----- Records for the task -----

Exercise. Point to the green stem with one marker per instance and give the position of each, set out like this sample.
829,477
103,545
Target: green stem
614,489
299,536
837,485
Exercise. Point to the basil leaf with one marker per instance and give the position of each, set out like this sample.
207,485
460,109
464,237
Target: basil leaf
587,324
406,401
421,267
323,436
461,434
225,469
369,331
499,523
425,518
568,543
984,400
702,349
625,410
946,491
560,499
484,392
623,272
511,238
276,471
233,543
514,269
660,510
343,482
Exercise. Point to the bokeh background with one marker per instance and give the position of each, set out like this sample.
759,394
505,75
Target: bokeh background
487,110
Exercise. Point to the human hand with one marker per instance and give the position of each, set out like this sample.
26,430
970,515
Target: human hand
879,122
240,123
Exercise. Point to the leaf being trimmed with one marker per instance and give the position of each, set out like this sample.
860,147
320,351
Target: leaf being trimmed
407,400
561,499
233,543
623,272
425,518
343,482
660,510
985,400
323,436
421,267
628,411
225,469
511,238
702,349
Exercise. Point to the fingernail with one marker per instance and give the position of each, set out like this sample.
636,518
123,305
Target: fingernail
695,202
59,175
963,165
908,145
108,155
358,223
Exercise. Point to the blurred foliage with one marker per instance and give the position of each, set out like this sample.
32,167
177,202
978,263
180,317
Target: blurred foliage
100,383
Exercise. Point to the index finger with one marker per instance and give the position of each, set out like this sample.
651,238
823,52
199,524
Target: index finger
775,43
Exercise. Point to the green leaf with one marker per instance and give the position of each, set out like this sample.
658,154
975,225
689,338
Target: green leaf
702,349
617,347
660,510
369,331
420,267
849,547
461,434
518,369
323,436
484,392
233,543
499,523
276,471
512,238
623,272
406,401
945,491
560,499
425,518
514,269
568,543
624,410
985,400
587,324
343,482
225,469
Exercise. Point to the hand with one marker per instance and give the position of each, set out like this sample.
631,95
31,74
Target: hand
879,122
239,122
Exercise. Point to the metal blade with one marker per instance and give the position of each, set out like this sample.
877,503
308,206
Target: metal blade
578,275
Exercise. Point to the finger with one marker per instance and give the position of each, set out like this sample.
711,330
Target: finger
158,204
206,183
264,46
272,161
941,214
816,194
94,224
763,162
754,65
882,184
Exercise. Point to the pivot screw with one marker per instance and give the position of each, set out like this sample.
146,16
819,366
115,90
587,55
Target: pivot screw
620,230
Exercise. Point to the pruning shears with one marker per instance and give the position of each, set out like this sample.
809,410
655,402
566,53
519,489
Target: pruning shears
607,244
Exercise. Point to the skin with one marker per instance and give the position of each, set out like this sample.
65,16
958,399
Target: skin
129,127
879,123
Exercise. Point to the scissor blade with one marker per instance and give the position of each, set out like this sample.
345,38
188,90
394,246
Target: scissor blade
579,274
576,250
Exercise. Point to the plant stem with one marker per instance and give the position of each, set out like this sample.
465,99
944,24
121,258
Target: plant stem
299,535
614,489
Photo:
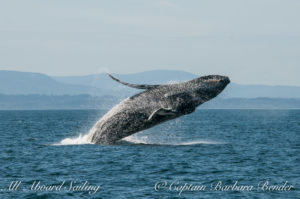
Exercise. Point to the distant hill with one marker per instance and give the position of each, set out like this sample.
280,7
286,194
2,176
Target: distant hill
16,83
46,102
23,83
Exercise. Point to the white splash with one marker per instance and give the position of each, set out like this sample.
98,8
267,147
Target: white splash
81,139
138,139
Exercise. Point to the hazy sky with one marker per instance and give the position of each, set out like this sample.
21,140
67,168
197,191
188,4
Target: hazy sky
251,41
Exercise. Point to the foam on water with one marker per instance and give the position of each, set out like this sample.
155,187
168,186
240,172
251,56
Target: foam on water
81,139
137,139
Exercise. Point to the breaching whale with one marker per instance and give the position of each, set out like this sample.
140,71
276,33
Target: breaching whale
156,104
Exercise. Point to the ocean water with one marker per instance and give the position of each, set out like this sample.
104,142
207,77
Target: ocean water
207,154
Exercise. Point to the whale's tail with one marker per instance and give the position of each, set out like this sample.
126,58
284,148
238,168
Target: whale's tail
138,86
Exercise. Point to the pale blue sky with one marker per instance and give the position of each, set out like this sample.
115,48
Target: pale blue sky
251,41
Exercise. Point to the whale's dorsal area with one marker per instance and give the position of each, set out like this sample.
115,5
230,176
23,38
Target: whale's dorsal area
138,86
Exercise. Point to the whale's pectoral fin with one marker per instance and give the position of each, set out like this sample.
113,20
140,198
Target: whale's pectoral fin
163,112
138,86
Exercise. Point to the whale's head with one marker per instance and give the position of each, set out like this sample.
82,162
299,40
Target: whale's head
205,88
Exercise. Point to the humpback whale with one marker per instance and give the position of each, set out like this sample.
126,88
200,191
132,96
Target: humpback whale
156,104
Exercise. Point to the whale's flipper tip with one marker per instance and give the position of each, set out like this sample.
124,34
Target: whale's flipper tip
138,86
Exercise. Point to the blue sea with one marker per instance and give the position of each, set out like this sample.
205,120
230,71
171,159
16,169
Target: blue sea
207,154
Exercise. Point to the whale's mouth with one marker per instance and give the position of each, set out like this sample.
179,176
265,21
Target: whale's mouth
137,139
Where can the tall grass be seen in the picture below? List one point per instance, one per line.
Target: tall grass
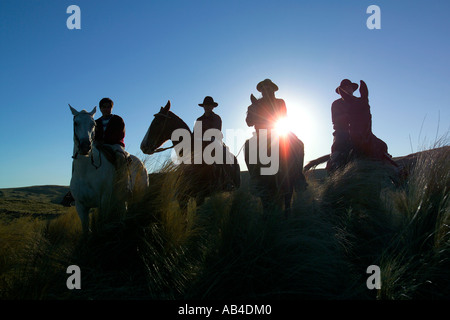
(227, 248)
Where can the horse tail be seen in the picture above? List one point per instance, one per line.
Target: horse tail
(316, 162)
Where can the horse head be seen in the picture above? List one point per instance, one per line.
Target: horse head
(161, 128)
(83, 130)
(364, 95)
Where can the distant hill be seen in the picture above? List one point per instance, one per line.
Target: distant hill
(53, 194)
(49, 193)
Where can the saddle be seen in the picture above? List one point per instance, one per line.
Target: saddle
(114, 155)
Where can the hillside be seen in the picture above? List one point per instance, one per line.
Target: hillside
(46, 199)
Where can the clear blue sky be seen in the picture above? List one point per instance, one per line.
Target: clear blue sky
(142, 53)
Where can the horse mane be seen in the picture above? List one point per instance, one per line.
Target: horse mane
(181, 121)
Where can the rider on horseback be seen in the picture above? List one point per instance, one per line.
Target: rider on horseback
(265, 113)
(352, 124)
(211, 120)
(109, 137)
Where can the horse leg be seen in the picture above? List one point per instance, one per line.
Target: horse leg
(83, 214)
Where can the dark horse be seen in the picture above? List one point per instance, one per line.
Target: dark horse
(274, 186)
(365, 145)
(195, 180)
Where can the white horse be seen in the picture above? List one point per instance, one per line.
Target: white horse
(95, 180)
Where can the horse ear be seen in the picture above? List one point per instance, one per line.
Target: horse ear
(167, 107)
(363, 90)
(74, 112)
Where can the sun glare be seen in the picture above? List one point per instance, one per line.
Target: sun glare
(283, 126)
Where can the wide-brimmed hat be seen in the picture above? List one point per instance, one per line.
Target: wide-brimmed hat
(347, 82)
(208, 101)
(267, 83)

-----

(Goal):
All of the data above should be transcribed verbatim, with pictures omitted.

(Response below):
Exercise. Point to the green stem with one marker per instance and give the position of each, set out like this sample.
829,477
103,545
Target: green stem
614,489
299,536
837,485
Exercise. Point to the basil leaf with one marker per instance and give the position of each, set out like this sample.
207,485
460,109
464,237
Target: basil leaf
587,324
406,401
421,267
323,436
461,434
225,469
369,331
499,523
425,518
568,543
984,400
702,349
625,410
946,491
560,499
484,392
623,272
511,238
276,471
233,543
514,269
660,510
343,482
Exercise. Point to the bokeh background with one marker per instance and give the position of each, set out like this sample.
759,394
505,75
Target: bokeh background
487,110
Exercise. Point to the human hand with one marker per instance and give the position of each, set out like this sample.
26,430
970,515
Target: human hand
879,122
240,123
Exercise. Point to the leaf being trimmed with one marker per instance and give the position of each, set out like this sample.
860,147
320,351
Target: leaf being trimmed
407,400
561,499
233,543
623,272
425,518
343,482
660,510
985,400
323,436
421,267
628,411
225,469
511,238
702,349
Exercise. Point to the fingernail with one marker per instance and give the position of each, set out like this sample.
636,518
123,305
Target: fingernail
695,202
59,175
963,165
908,145
108,155
358,223
Exercise. Point to the blurred foliage with one marker per instance and give the position of each, set out like this sample.
32,167
177,202
978,263
180,317
Target: blurred foliage
100,383
Exercise. Point to the index finger with one marker per instance and give the position of each, set out like this sample.
651,238
823,52
199,524
Target: index finger
775,43
Exercise. Point to the green leaf with one marker per instance and give the position of each, set out like this sample.
658,154
975,225
689,338
Target: green leaf
702,349
617,347
660,510
369,331
420,267
849,547
461,434
518,369
323,436
484,392
233,543
499,523
276,471
512,238
623,272
406,401
945,491
560,499
425,518
514,269
568,543
624,410
985,400
587,324
343,482
225,469
Exercise. Point to the hand with one marker per instance and give the position of each, set out like this sample.
631,95
31,74
Target: hand
879,122
239,122
Exercise. Point to the metal blade with one marker per instance and give the position of each, set out like this sample.
877,503
308,206
Target: metal blade
578,275
Exercise. Point to the finger with one marker per instance and give the position of each, set out like this sample.
711,330
Target: finger
158,204
206,183
264,46
272,161
941,214
816,194
94,224
763,162
754,65
882,184
Exercise. Point to the pivot screw with one marker per instance and give the position of each, set out like this sample.
146,16
819,366
115,90
587,55
Target: pivot screw
620,230
Exercise. Point to the pruning shears with one marker per instance and give the position of each, set out like this sample.
809,410
655,402
566,53
519,489
Target: pruning shears
607,244
Exercise. Point to the skin with one marker per instance and give the position of each, set out like this sample.
65,16
958,399
Target: skin
129,127
879,123
Exercise. Point to the scissor blade with one marker per instance and give the position of each, set out like this sample.
345,38
188,90
394,246
Target: scissor blade
579,274
576,250
Exercise. Point to the plant stem with one marker per instance and give the position of each, set out like this sample.
465,99
944,24
121,258
Target: plant stem
299,535
614,489
Photo:
Exercise. Point to the distant hill with one marker per instance and give the position of each, set out like this sample.
280,7
286,194
2,176
Target: distant hill
16,83
46,102
23,83
Exercise. Point to the white splash with one marker per instance and give the position of each, set out like this sample.
98,8
267,147
Target: white splash
81,139
138,139
Exercise. Point to the hazy sky with one marker per instance and give the position of each, set out like this sample.
21,140
67,168
197,191
188,4
Target: hazy sky
251,41
Exercise. Point to the foam on water with one marker per instance and give the position of each, set out like this sample.
155,187
168,186
240,172
251,56
Target: foam on water
81,139
137,139
Exercise. Point to the breaching whale with one marker per instance and give the position of each, set out like this sample.
140,71
276,33
Target: breaching whale
156,104
Exercise. Point to the ocean water with one marker per instance and give the position of each, set out like this sample.
104,142
207,77
Target: ocean water
207,154
Exercise. Point to the whale's tail with one marker per instance and give the position of each, set out like this sample.
126,58
284,148
238,168
Target: whale's tail
138,86
Exercise. Point to the pale blue sky with one marker per instance and give the position of each, set out like this sample.
115,48
Target: pale blue sky
251,41
Exercise. Point to the whale's dorsal area with one marker per instance and give the position of each, set out like this sample.
115,5
230,176
23,38
Target: whale's dorsal area
138,86
Exercise. Point to the whale's pectoral fin with one marker per instance and give the position of each, set out like this sample.
113,20
140,198
Target: whale's pectoral fin
163,112
138,86
Exercise. Point to the whale's head with one marker per instance and give the position of each, set out like this sample.
82,162
299,40
Target: whale's head
205,88
Exercise. Point to the humpback whale with one marker per instance and give the position of each, set out like this sample.
126,88
200,191
132,96
Target: humpback whale
156,104
Exercise. Point to the whale's flipper tip with one marker per instance and give the position of each, set out like this sample.
124,34
Target: whale's flipper tip
138,86
Exercise. Point to the blue sea with one marker per instance and give the position of each, set out like this sample.
205,120
230,71
171,159
16,169
Target: blue sea
207,154
Exercise. Point to the whale's mouth with one marker per instance and give the position of each, set out like this sample.
179,176
265,21
Target: whale's mouth
137,139
Where can the tall grass be seen in the picture below? List one point per instance, one per line.
Target: tall grass
(227, 248)
Where can the horse tail be seen in the picture above? List one point per instance, one per line.
Target: horse tail
(316, 162)
Where can the horse head be seen in the picture above? List one point per instance, one per line.
Target: horse head
(161, 128)
(83, 130)
(364, 95)
Where can the distant hill be seen in the picture above? List one point per instance, one per line.
Target: distant hill
(53, 194)
(49, 193)
Where can the saddle be seen in the picture above? List one point per instance, one per line.
Target: saddle
(114, 155)
Where can the hillside be seen in the picture above? List one point per instance, one per line.
Target: hillside
(46, 199)
Where can the clear blue sky be seen in the picture above? List one point per instance, one per line.
Target: clear blue sky
(142, 53)
Where can the horse mane be seen in the picture above? List one point per instance, one per line.
Target: horse mane
(181, 121)
Where can the rider on horseback be seen in the picture above? List one point per instance, one per line.
Target: rider on horseback
(265, 113)
(352, 124)
(211, 120)
(109, 137)
Where can the horse leg be seen in the picture above? List one point per instance, one per line.
Target: horse leg
(83, 214)
Where can the dark horse be seen in the picture above? List one point per instance, one per line.
Target: dark horse
(274, 186)
(365, 145)
(195, 180)
Where can the white horse be seen in the picture above? List one point per instance, one per line.
Target: white horse
(95, 180)
Where can the horse ear be seen in the picture above? List one point per instance, one per line.
Target: horse ear
(167, 107)
(363, 90)
(74, 112)
Where can the sun glare be seen in the picture above? List one point per instance, one per line.
Target: sun glare
(283, 126)
Where can the wide-brimmed hat be seen in the picture above? List one point per instance, one per line.
Target: wide-brimmed hat
(347, 82)
(208, 101)
(267, 83)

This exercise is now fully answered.